▸ MATERIAL TO PROCESS:
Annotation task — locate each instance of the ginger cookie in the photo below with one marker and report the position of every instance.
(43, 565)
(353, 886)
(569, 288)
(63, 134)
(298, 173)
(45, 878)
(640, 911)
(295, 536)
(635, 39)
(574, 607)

▸ AIM: Copy the material above word for word, keeping every line the same.

▸ TASK RESPONSE:
Annotation task — locate each instance of the ginger cookie in the photo below with one marker and report the position of every instance.
(43, 565)
(353, 886)
(569, 288)
(63, 134)
(298, 173)
(45, 878)
(640, 911)
(295, 536)
(635, 39)
(574, 607)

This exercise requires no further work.